Unterspannungsschutz (UVP)
Überspannungsschutz (OVP)
Kurzschlusssicherung (SCP)
Überlastschutz (OPP)
Überstromschutz (OCP)

Cougar selbst betont, dass die Schutzmechanismen auch funktionieren und nicht nur Deko sind. Dies zu testen vermag ich nun nicht, so lasse ich das ungetestet im Raum stehen.  


 Ein besonderes Merkmal stellt auch der verwendete Lack aus der Automobilbranche dar. Die besondere Kratzfestigkeit hab ich nicht speziell getestet, aber noch hab ich keinen Kratzer gefunden, im Gegensatz zu einem anderen Netzteil...


*Anschlüsse:*


*







			Dieser Inhalt steht nur eingeloggten Mitgliedern zur Verfügung.
        


in mm

*​Neben den – für mich ausreichenden – Kabellängen kann man hier auch gleich die Anzahl an Anschlüssen erkennen:


 1x 20+4-Pin
 1x 4+4 P4-Stecker
 5x Molex
 4x Sata
 1x Floppy


Kommen wir nun zum wichtigsten Teil des Lesertets: Dem Test!

- **AUFGABEN UND ÜBUNGEN**:
[1] Nenne alle Schutzmechanismen, die der Netzteilbericht aufführt, jeweils mit der dort angegebenen Abkürzung.
[2] Schreibe den Netzteilbericht nach seinem letzten Satz weiter.

- **ROHDATEN**:
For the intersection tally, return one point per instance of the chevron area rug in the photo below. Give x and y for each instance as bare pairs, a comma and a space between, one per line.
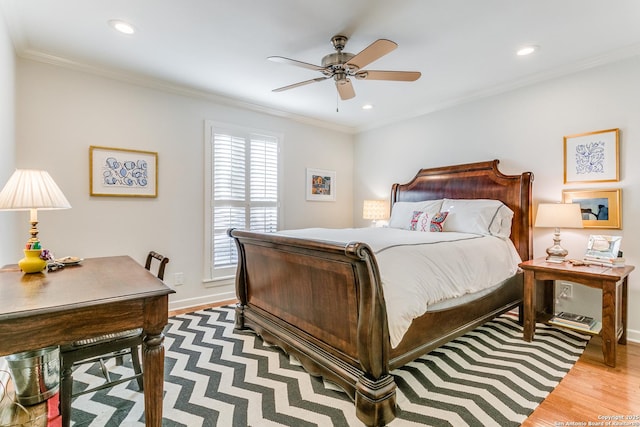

- **ANTWORTEN JE AUFGABE**:
[1]
Unterspannungsschutz (UVP)
Überspannungsschutz (OVP)
Kurzschlusssicherung (SCP)
Überlastschutz (OPP)
Überstromschutz (OCP)

[2]
----------



## Kreisverkehr (5. Juli 2009)

*Testergebnisse:*​ 

 Bei meinen Messungen stellte sich mein eigentlicher PC als kleines Hinderniss  heraus, da er zuerst keine aussagekräftigen Messungen zulies, aufgrund zu starker Verbrauchsschwankungen. Einen UMTS-Stick, dazu einen USB-Stick und der dazugehörigen Software später pendelte sich der Verbrauch auf einem gleichbleibendem Niveau ein.


 Meinen PC habe ich im Grunde nur im Standard-Modus getestet, ohne Übertaktung oder jeglichen Optimierungen. Besonders gespannt war ich bei dem Vergleich des S12II 330W mit dem Power 400, was die Effizienz bei unter 20% Auslastung betrifft. Dazu habe ich dann den Rechner meiner Freundin „entliehen“ … Als Ergänzung stand mir ein Rechner mit einem Pentium D 925 zur Seite, bei dem nur noch Gehäuse, Prozessor und 2/3 des RAM Original sind. Hier hab ich dann an der Taktschraube gedreht um einen Vergleich zwischen starker Übertaktung und minimaler Übertaktung mit untervolten und dem jeweiligen Verbrauch des Netzteils zu erhalten.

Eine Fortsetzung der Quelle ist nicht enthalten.